Collected data
-- Opening Marker --
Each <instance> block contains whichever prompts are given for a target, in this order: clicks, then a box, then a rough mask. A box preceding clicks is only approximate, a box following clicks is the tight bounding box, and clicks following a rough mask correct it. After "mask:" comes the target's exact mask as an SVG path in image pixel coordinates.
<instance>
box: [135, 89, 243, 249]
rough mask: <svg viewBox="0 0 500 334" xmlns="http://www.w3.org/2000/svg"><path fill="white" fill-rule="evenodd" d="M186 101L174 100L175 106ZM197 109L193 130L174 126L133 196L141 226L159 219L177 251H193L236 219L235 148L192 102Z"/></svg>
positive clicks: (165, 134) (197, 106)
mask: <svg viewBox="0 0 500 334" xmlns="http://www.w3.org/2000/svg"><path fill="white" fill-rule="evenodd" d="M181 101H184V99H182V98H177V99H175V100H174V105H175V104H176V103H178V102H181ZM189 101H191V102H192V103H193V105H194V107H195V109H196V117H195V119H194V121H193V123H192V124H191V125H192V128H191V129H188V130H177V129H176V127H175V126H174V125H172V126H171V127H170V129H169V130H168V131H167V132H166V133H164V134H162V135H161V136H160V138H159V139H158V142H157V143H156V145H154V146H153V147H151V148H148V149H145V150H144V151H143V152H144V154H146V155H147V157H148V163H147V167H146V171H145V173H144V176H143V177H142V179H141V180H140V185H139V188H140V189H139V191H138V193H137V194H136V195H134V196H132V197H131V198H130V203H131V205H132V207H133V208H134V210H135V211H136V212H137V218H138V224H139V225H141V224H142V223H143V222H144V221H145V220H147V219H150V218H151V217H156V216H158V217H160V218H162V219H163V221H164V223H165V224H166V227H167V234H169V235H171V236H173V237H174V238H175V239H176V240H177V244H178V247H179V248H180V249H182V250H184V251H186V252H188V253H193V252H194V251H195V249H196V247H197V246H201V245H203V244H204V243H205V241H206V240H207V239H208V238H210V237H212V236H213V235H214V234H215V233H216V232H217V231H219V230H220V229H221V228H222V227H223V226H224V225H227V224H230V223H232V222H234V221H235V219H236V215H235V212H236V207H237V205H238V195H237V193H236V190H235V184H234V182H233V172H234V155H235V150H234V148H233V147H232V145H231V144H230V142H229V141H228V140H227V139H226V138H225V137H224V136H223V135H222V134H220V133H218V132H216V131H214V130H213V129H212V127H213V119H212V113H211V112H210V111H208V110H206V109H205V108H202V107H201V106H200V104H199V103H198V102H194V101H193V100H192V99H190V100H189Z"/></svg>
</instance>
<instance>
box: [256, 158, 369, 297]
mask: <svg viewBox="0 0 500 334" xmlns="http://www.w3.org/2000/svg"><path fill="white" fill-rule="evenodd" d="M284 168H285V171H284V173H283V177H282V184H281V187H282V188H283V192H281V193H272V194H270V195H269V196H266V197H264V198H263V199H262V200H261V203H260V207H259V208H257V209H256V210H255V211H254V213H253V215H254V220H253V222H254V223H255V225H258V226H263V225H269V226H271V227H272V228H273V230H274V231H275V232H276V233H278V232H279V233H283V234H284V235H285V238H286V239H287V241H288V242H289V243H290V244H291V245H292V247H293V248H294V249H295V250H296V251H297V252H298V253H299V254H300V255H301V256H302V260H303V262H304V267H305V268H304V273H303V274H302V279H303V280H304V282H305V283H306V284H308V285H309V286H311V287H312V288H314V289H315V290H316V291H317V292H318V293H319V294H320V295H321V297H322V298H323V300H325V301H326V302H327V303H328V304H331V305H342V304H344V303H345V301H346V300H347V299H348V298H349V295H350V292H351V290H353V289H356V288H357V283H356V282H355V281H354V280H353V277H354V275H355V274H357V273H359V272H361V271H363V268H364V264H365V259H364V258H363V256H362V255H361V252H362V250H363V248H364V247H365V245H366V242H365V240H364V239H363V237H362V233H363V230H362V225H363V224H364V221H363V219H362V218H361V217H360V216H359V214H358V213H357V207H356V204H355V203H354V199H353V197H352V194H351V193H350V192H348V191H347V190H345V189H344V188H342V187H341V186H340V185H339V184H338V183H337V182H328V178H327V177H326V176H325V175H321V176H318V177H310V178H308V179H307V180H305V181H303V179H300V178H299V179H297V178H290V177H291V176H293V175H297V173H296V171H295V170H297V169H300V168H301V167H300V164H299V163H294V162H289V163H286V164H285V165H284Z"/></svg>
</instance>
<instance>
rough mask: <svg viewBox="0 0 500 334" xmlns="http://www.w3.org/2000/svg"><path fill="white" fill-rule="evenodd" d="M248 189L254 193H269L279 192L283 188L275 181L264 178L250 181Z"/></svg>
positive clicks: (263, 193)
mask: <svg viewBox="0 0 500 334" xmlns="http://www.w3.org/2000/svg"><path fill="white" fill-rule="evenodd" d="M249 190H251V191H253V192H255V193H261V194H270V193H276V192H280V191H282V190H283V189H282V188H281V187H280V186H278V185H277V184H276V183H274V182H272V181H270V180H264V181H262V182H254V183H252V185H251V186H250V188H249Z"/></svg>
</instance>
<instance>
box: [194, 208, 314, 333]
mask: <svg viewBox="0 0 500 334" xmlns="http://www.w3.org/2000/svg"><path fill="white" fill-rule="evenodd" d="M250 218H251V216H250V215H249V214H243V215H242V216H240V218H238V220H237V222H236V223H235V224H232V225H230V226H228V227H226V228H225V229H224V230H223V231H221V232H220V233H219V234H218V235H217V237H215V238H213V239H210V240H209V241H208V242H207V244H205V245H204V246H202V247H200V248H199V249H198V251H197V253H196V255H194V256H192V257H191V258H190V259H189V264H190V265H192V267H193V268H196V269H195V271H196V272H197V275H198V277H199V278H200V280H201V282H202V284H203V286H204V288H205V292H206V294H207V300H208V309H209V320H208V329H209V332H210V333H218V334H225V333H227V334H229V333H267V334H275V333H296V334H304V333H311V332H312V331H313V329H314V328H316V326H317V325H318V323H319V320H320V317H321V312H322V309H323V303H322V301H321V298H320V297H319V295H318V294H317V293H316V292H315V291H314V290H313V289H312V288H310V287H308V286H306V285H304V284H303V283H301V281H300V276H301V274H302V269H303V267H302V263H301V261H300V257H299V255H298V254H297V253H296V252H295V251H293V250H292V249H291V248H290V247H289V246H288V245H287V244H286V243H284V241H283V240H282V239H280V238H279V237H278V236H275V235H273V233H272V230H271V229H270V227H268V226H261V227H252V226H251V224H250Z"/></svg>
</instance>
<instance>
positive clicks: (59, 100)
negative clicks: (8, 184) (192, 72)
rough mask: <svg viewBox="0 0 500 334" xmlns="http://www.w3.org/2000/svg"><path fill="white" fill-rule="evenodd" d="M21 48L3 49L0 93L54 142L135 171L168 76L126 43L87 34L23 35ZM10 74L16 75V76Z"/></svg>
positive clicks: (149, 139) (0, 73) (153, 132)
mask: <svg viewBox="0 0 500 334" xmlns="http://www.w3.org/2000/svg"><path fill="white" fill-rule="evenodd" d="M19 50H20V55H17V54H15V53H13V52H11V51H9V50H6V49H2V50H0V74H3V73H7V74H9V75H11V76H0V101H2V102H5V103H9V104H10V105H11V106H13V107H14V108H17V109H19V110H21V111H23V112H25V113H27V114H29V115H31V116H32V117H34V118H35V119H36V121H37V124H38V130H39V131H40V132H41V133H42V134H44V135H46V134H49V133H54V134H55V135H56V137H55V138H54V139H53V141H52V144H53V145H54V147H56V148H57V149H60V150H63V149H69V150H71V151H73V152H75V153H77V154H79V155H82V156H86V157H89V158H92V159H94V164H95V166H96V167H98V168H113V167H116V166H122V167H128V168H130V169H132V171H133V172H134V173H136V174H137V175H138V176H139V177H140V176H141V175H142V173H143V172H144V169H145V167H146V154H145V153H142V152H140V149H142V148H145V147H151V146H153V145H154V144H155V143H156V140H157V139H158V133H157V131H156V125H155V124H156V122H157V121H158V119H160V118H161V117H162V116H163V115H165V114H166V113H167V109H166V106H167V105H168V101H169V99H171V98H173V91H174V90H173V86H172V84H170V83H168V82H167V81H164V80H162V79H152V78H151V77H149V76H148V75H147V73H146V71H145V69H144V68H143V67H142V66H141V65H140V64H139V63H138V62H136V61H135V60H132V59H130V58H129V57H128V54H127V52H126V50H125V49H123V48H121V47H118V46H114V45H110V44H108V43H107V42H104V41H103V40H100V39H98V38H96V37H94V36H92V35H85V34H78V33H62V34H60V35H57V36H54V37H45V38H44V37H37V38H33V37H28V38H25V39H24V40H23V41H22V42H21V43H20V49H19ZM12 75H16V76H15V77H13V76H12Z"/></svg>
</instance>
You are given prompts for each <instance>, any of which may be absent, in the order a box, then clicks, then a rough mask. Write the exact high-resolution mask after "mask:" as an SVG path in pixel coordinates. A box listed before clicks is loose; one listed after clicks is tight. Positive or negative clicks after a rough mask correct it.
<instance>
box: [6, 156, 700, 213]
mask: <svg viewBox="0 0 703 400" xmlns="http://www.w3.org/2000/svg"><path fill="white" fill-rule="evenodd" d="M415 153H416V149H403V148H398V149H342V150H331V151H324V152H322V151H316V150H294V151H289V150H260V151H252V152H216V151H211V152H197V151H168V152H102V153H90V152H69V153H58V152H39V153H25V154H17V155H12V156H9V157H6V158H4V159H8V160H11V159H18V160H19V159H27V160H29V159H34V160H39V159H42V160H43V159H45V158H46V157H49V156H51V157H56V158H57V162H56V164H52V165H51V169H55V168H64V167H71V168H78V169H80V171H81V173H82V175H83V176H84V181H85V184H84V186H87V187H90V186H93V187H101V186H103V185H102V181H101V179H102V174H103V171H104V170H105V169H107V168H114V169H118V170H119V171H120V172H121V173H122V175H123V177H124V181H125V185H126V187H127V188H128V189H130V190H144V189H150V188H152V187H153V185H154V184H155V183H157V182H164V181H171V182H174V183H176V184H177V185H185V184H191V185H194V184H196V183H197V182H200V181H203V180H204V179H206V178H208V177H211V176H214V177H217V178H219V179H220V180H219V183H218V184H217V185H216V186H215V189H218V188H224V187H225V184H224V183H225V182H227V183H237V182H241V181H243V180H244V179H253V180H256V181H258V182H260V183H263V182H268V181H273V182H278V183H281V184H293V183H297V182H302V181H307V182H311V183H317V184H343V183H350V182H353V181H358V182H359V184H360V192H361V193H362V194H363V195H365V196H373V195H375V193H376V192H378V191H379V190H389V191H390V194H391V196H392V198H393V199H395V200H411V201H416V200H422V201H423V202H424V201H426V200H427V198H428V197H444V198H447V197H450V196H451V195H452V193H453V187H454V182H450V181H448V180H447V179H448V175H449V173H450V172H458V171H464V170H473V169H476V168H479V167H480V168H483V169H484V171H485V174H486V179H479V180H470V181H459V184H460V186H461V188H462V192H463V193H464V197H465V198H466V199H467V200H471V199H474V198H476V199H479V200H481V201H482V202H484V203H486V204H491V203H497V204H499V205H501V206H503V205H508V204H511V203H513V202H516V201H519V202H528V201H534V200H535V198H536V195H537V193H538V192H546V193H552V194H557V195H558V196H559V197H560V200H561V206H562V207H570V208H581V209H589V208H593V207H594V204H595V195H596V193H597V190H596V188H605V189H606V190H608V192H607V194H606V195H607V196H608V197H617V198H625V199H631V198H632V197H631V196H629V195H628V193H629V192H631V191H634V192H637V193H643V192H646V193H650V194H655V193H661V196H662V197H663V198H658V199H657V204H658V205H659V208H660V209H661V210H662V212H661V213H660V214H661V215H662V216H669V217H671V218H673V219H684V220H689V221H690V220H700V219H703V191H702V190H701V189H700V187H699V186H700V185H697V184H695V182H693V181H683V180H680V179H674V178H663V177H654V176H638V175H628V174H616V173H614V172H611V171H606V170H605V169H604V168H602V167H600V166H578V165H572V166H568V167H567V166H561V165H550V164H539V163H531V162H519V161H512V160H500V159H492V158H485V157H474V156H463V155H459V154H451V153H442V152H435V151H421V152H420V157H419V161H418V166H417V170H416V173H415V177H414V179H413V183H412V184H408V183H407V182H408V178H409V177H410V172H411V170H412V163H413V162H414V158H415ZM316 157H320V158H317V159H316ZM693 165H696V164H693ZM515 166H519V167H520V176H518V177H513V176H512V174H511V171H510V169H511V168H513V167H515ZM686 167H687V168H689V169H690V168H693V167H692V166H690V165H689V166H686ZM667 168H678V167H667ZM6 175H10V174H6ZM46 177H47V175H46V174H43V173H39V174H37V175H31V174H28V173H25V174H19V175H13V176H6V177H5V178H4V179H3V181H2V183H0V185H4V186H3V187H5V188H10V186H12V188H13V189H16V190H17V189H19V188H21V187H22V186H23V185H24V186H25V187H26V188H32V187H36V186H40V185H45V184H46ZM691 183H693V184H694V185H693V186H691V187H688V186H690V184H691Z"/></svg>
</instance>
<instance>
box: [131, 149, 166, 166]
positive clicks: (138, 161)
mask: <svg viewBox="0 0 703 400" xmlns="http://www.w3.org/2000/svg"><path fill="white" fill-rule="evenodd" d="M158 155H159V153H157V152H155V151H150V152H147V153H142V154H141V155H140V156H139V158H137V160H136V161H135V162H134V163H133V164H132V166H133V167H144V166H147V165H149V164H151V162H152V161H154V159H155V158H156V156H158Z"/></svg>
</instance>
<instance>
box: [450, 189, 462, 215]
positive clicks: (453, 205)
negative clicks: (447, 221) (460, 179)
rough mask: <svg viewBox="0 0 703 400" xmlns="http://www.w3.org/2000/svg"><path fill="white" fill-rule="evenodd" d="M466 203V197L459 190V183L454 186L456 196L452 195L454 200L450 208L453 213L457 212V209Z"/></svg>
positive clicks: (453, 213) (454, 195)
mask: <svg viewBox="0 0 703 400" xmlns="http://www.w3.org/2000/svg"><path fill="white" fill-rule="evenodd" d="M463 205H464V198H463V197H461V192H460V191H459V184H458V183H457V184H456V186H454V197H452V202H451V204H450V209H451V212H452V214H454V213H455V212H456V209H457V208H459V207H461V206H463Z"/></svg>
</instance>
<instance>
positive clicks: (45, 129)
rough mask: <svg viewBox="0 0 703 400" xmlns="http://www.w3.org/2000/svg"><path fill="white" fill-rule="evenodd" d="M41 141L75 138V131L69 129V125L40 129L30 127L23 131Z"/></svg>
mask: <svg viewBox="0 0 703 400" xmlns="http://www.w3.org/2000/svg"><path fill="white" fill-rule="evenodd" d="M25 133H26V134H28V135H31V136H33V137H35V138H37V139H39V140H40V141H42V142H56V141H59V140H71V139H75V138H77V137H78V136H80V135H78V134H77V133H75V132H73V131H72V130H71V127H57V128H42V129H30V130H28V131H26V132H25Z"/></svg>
-- Closing Marker --
▸ What is needed
Locate each line in the entries above that contains the string "prompts", treating uppercase and lowercase as distinct, and copy every such line.

▸ Task result
Each <instance> block contains whichever prompts are given for a target, in this order: clicks, then a box, then a rough mask. A box preceding clicks is only approximate, a box following clicks is the tight bounding box, and clicks following a rough mask correct it. After "mask:" comes the target's exact mask as an SVG path in image pixel coordinates.
You are given prompts for each <instance>, any of which may be absent, in the order a box, then clicks, then a rough mask. Write the exact high-resolution mask after "mask:" as an SVG path in pixel coordinates. A box listed before clicks is loose; one listed after clicks is tight. Positive or negative clicks after a rough mask correct it.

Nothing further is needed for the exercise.